Problem details – Can you put the lines below into a Markdown table with a "Row" column holding the row number and a "Line" column holding the line, skipping any blank lines?
********************
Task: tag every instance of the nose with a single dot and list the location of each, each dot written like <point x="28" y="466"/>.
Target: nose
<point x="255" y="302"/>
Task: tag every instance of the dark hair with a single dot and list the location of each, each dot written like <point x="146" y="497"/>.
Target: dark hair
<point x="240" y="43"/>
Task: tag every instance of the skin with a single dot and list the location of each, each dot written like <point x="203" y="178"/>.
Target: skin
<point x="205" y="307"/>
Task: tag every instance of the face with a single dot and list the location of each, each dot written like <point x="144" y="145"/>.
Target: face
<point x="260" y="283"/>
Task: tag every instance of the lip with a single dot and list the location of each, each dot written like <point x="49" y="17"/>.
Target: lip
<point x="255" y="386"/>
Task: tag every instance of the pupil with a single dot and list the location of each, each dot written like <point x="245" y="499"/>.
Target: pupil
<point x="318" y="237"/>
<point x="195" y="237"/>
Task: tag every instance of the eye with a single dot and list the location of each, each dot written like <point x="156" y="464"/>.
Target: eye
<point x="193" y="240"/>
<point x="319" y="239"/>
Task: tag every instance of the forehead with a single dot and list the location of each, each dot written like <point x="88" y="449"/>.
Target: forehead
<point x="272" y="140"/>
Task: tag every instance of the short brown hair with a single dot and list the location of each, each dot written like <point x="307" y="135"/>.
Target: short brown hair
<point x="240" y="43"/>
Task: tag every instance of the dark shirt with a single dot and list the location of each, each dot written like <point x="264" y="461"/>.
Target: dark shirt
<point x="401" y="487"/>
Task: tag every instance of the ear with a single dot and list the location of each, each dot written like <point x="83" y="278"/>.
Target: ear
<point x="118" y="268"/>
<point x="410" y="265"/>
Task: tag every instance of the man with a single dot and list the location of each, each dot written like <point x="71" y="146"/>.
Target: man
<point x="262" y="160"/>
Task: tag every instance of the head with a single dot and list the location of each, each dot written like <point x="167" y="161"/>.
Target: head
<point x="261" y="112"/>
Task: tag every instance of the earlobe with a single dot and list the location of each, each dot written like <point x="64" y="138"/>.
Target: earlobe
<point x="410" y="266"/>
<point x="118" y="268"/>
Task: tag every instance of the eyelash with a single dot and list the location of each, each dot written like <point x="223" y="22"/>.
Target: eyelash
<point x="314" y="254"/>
********************
Answer to this problem –
| Row | Line |
|---|---|
| 1 | Task: tag every instance of the nose with a single dot and list the location of each, each dot written like <point x="28" y="466"/>. |
| 2 | Target: nose |
| 3 | <point x="255" y="302"/> |
| 4 | Task: tag every instance of the dark hair with a single dot and list the location of each, each dot written like <point x="146" y="497"/>. |
| 5 | Target: dark hair |
| 6 | <point x="240" y="43"/> |
| 7 | Task: tag every instance of the skin with a single dot and list the location of each, each dot written like <point x="203" y="178"/>. |
| 8 | Target: skin |
| 9 | <point x="205" y="307"/> |
| 10 | Task: tag every instance of the face with a single dot and list the location of each, each dot written like <point x="144" y="145"/>. |
| 11 | Target: face |
| 12 | <point x="260" y="283"/> |
| 13 | Task: tag every instance of the lip with a single dot and list the location of each, each dot written like <point x="49" y="17"/>. |
| 14 | Target: lip |
| 15 | <point x="255" y="386"/> |
| 16 | Task: tag every instance of the pupil with a single dot and list the location of each, each dot written like <point x="245" y="499"/>. |
| 17 | Target: pupil |
| 18 | <point x="318" y="237"/> |
| 19 | <point x="195" y="237"/> |
| 20 | Task: tag every instance of the eye with a single dot and list the location of each, each dot written like <point x="156" y="464"/>. |
| 21 | Target: eye |
| 22 | <point x="193" y="240"/> |
| 23 | <point x="319" y="239"/> |
| 24 | Task: tag every instance of the forehead with a single dot and list the location of each, each dot written like <point x="88" y="449"/>. |
| 25 | Target: forehead |
| 26 | <point x="272" y="140"/> |
| 27 | Task: tag every instance of the short brown hair with a single dot and list the location of each, each dot written like <point x="307" y="135"/>. |
| 28 | Target: short brown hair |
| 29 | <point x="240" y="43"/> |
| 30 | Task: tag every instance of the dark shirt with a single dot and list the location of each, each dot written like <point x="264" y="461"/>. |
| 31 | Target: dark shirt |
| 32 | <point x="401" y="487"/> |
| 33 | Task: tag every instance of the ear with a single dot and list the location of each, each dot written like <point x="83" y="278"/>. |
| 34 | Target: ear |
| 35 | <point x="118" y="268"/> |
| 36 | <point x="410" y="265"/> |
| 37 | Task: tag every instance of the man with a single dot and list the location of each, each dot written like <point x="71" y="146"/>. |
| 38 | Target: man |
| 39 | <point x="262" y="160"/> |
| 40 | Task: tag every instance of the head with a single dot and list the location of each, each dot written like <point x="167" y="161"/>. |
| 41 | Target: head |
| 42 | <point x="261" y="112"/> |
| 43 | Task: tag every instance of the earlobe with a single dot and list the location of each, each dot written like <point x="64" y="138"/>. |
| 44 | Target: earlobe |
| 45 | <point x="410" y="266"/> |
| 46 | <point x="118" y="268"/> |
| 47 | Task: tag every instance of the eyelash with a single dot and list the location of each, each dot written like <point x="223" y="22"/>. |
| 48 | Target: eyelash |
| 49 | <point x="314" y="254"/> |